---------- TEXT BLOCK ----------

UK companies who may be profiting from forced labour in the Xinjiang Uyghur Autonomous Region of China (XUAR) risk being prosecuted following a landmark Court of Appeal judgement which found the failure of the National Crime Agency (NCA) to investigate the importation of cotton produced there was unlawful.

Posted on 02 August 2024

In this blog, Leigh Day’s Anthony Hayward and Matthew Renshaw examine how the judgment in the case of World Uyghur Congress v National Crime Agency [2024] EWCA Civ 715, on 27 June 2024, which overturned a previous High Court decision in 2023, sends a clear and important message to UK corporates: ensure the integrity of your supply chains or face the possibility of prosecution.

Background: Human Rights Abuses in XUAR

The Uyghurs are an ethnically and culturally Turkic people living in East Turkistan, an area in Central Asia that has essentially been occupied by China since 1949. Since 2017, The Peoples Republic of China is widely reported to have committed severe human rights abuses against the Uyghurs. This exploitation has strong links to the cotton industry, where thousands of Uyghurs have been made subject to state-organised forced labour programmes. This large-scale exploitation of the Uyghurs, as well as the fact that 85% of cotton grown in China comes from the XUAR, was not disputed in this case, which predominantly examined the NCAs failure to investigate UK cotton importations for money laundering offences under the Proceeds of Crime Act 2002 (POCA).

---------- SOURCE MATERIAL ----------

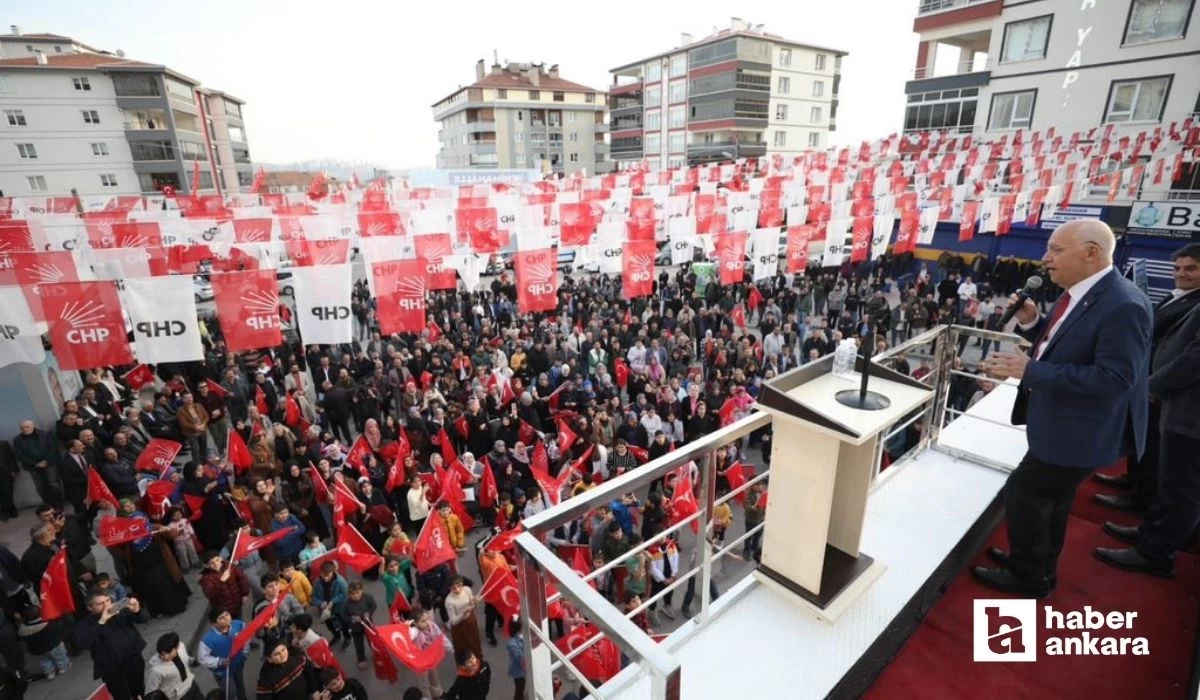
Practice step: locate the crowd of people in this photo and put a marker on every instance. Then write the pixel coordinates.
(595, 389)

----------

◆ WHAT THE TASK ASKS
Please answer these questions from the blog post above about the Court of Appeal ruling on cotton from the XUAR:
1. On what date was the Court of Appeal judgment handed down?
2. What percentage of cotton grown in China comes from the XUAR?
3. Under which act were the money laundering offences that the NCA failed to investigate?

◆ COMPLETE RESPONSE
1. 27 June 2024
2. 85%
3. The Proceeds of Crime Act 2002 (POCA)